> _Aim_
Reproduce all of the records below word for word, leaving out the pictures.

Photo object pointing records
^^^^^^^^^^^^^^^^

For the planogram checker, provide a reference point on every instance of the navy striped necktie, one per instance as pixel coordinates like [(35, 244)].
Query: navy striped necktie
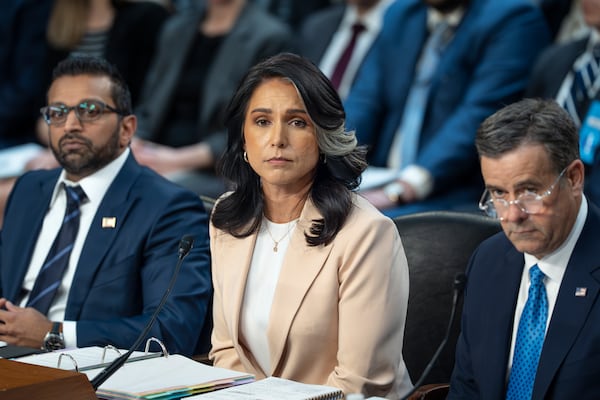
[(57, 260)]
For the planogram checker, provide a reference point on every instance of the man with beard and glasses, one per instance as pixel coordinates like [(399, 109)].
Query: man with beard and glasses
[(88, 250)]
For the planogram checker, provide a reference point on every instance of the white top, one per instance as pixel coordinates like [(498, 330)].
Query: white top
[(260, 287), (373, 21), (94, 186), (553, 266)]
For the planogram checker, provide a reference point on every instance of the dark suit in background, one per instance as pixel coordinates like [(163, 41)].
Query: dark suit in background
[(485, 66), (548, 74), (255, 36), (123, 272)]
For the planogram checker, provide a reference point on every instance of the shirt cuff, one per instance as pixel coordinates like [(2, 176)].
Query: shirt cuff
[(70, 334), (419, 179)]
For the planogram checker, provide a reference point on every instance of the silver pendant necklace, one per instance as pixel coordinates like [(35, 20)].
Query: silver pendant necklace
[(290, 226)]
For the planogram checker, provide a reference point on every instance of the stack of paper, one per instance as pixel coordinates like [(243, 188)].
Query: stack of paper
[(169, 377), (273, 388)]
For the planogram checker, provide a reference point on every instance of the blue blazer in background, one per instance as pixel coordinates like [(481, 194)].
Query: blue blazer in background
[(569, 366), (484, 67), (123, 272)]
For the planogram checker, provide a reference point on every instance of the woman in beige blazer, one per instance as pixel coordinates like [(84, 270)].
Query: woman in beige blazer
[(310, 280)]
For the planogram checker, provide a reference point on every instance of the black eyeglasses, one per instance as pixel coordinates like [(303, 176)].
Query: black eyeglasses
[(86, 111), (528, 202)]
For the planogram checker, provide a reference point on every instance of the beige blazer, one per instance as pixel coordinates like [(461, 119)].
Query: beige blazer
[(338, 311)]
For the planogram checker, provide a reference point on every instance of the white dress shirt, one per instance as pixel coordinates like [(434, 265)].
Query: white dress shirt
[(553, 266), (373, 21), (262, 280)]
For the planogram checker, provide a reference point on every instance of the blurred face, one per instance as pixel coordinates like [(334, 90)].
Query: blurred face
[(591, 13), (280, 138), (84, 147), (528, 168)]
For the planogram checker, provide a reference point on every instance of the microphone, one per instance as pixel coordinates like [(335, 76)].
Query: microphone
[(459, 285), (185, 245)]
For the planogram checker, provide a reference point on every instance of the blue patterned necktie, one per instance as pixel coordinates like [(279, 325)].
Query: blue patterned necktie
[(403, 151), (50, 277), (530, 339)]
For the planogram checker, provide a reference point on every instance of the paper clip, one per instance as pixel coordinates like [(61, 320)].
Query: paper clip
[(70, 357), (109, 347), (162, 346)]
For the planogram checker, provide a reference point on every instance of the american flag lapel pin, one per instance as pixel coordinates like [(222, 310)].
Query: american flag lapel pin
[(109, 222)]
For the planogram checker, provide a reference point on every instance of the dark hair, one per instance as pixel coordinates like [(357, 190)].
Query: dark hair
[(530, 121), (338, 173), (96, 66)]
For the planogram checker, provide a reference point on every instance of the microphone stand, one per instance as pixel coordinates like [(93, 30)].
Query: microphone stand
[(185, 245), (459, 285)]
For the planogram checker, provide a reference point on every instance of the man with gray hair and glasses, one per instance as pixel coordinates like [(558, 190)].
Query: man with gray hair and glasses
[(531, 317)]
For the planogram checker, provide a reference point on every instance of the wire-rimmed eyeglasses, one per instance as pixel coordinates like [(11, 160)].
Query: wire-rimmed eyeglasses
[(528, 202), (86, 111)]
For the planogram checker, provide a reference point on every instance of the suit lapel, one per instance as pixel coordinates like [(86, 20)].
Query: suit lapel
[(301, 266), (36, 207), (571, 311), (115, 204), (236, 277), (498, 330)]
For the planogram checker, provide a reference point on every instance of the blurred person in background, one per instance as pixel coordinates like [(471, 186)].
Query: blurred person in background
[(202, 55)]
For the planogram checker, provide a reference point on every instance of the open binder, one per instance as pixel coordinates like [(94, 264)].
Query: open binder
[(273, 388)]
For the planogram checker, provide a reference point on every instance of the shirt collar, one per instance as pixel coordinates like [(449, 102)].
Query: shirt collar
[(96, 184), (371, 19), (435, 17)]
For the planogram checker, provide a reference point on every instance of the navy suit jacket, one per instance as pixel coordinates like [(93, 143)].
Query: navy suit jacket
[(123, 272), (569, 365), (484, 67)]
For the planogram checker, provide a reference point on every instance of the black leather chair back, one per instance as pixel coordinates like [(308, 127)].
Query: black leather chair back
[(438, 246)]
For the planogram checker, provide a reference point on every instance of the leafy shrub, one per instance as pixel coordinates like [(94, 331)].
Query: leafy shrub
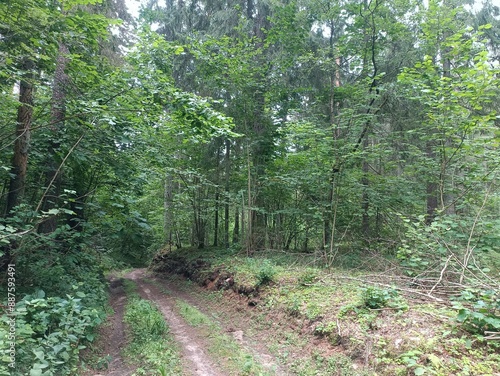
[(50, 333), (479, 310), (308, 277), (265, 273), (375, 298)]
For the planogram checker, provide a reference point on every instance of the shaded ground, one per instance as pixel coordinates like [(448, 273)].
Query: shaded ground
[(112, 338), (193, 346)]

^^^^^^^^^^^^^^^^

> _Written reply_
For the planogram checker, provide a reference point on every instance of the navy striped necktie, one per instance as pixel coordinates like [(35, 244)].
Query: navy striped necktie
[(57, 260)]
For the planogram checker, provide a reference point on every instance of the man with beard and glasses, one per instance as pixel coordinates like [(399, 109)].
Query: man with beard and glasses
[(88, 250)]
For the planogram checker, provide a reference point on every instance of the white top, one per instance as pixel coordinates like [(498, 330)].
Query: white top
[(260, 287), (373, 21), (94, 186), (553, 266)]
For the planogram checker, provide a reference point on every instance of the dark suit in background, one per instance as pixel coordinates like [(163, 41)].
Query: dark suit in background
[(485, 66), (548, 74), (255, 36), (123, 272)]
For the planogram checker, provide a reference point on every instance of the shirt cuff, one per instance as pixel coordinates like [(2, 176)].
Query: shirt cuff
[(70, 334), (419, 179)]
For the planogram checker, provide a reference point on every instance of the silver pendant necklace, one per instance as pixel coordinates like [(35, 20)].
Query: silver pendant necklace
[(290, 226)]
For the planogram checker, provide a reference point on every instance of the stack of paper, one per instance as pixel coordinates like [(243, 188)].
Query: stack of paper
[(169, 377), (273, 388)]
For the planogram checker, provide a reference point on every instance of the blue blazer in background, one per instance as pixel coordinates like [(481, 194)].
Query: blue blazer in background
[(569, 366), (484, 67), (123, 272)]
For the planogram checker, provide a reference point on every instance of the woman in beige blazer, one per instance as pixel coordinates like [(84, 270)].
Query: woman in beige blazer
[(310, 280)]
For the planogram checker, provide a reference point on every instance of the black eyeglasses, one per instance as pixel coordinates like [(303, 176)].
Query: black eyeglasses
[(86, 111), (528, 202)]
For the planogram checker, provide a reference point on every instance of the beige blazer, one per instance as pixel coordinates like [(461, 119)].
Query: beige blazer
[(338, 311)]
For the planogram checker, provide a reference point on every instance of the white dress shirt, one per instance as pixel coordinates like [(434, 265)].
Query: white dress shirt
[(553, 266), (373, 21), (262, 280)]
For the planogram checker, provide a reference point on every instance of the blurred face, one per instance as pixel coordinates like [(334, 90)].
Query: blurred face
[(591, 13), (280, 138), (84, 147), (528, 168)]
For the planogram checker, provide a reference point on every instance of the microphone, one per instance as pixel coordinates like [(335, 76)].
Query: microphone
[(459, 285), (185, 245)]
For the planogram checker, provide a reference point on every instance of the blue patterned necktie, one per instance as pixel coordinates like [(279, 325)].
Query: blue patterned necktie
[(403, 151), (50, 277), (530, 339)]
For the planogram checker, provide a reference point on every instance of the paper clip, one per instance as pixel coordinates like [(61, 320)].
Query: paper clip
[(70, 357), (109, 347), (162, 346)]
For the planogram checker, provide a reference point on every instance of the american flag lapel pin, one per instance as pixel coordinates like [(222, 310)].
Query: american flag lapel pin
[(109, 222)]
For the planogram checker, provide a reference point on every instance of the dark hair, one per instance as pixel coordinates like [(357, 190)].
Query: dark hair
[(530, 121), (338, 173), (96, 66)]
For the planogram checker, provide a reference point on every instance of the microphone stand, one per instance as pixel coordinates like [(93, 30)].
Query: microphone stand
[(185, 245), (459, 285)]
For the planogram checker, provide a reference point on every instance of the man with gray hair and glasses, one per instance as pixel coordinates like [(558, 190)].
Query: man with gray hair and glasses
[(531, 317)]
For the planogram checker, provide a reference point on every instance of the wire-rimmed eyeglasses, one per instance as pixel coordinates like [(11, 160)].
Query: wire-rimmed eyeglasses
[(528, 202), (86, 111)]
For the planogram checker, provide a reference point on every instance of the suit lapel, one per instance as pixel coordinates like [(86, 20)].
Query: suit lapel
[(301, 266), (36, 207), (571, 311), (115, 204), (236, 277), (498, 330)]
For the planogram checker, provide a reference point on every instance of the blurred person in background, one per instance as pixel coordinates like [(471, 186)].
Query: blurred person in background
[(202, 55)]
For the planogram checker, provide a reference point on every instance of the open binder, one per instance as pixel coordinates like [(94, 264)].
Query: open binder
[(273, 388)]
For the planogram checker, provide a reference point on every instance of the shirt collar, one per instance as pixel coordinates like [(449, 102)].
Query: shirt collar
[(96, 184), (371, 19), (435, 17)]
For the planogram checker, provide a reference point on every instance of the navy suit jacket, one per instance as pixel coordinates like [(93, 143)].
Query: navy suit jacket
[(123, 272), (569, 365), (484, 67)]
For the planogram checker, provide a reference point on every instance of the black leather chair back, one per instance as pixel coordinates like [(308, 127)].
Query: black leather chair back
[(438, 246)]
For the planogram checker, provide a reference point on every instance of the leafy shrub, one per instance as pixel coordinates like [(94, 331)].
Query: leafy shrub
[(50, 333), (479, 310), (308, 277), (265, 273), (375, 298)]
For the planogram checker, provide a reference point on every instance of the shaded ground, one per instance as pixel coordinates like [(448, 273)].
Query: shaded ground
[(112, 338), (193, 346)]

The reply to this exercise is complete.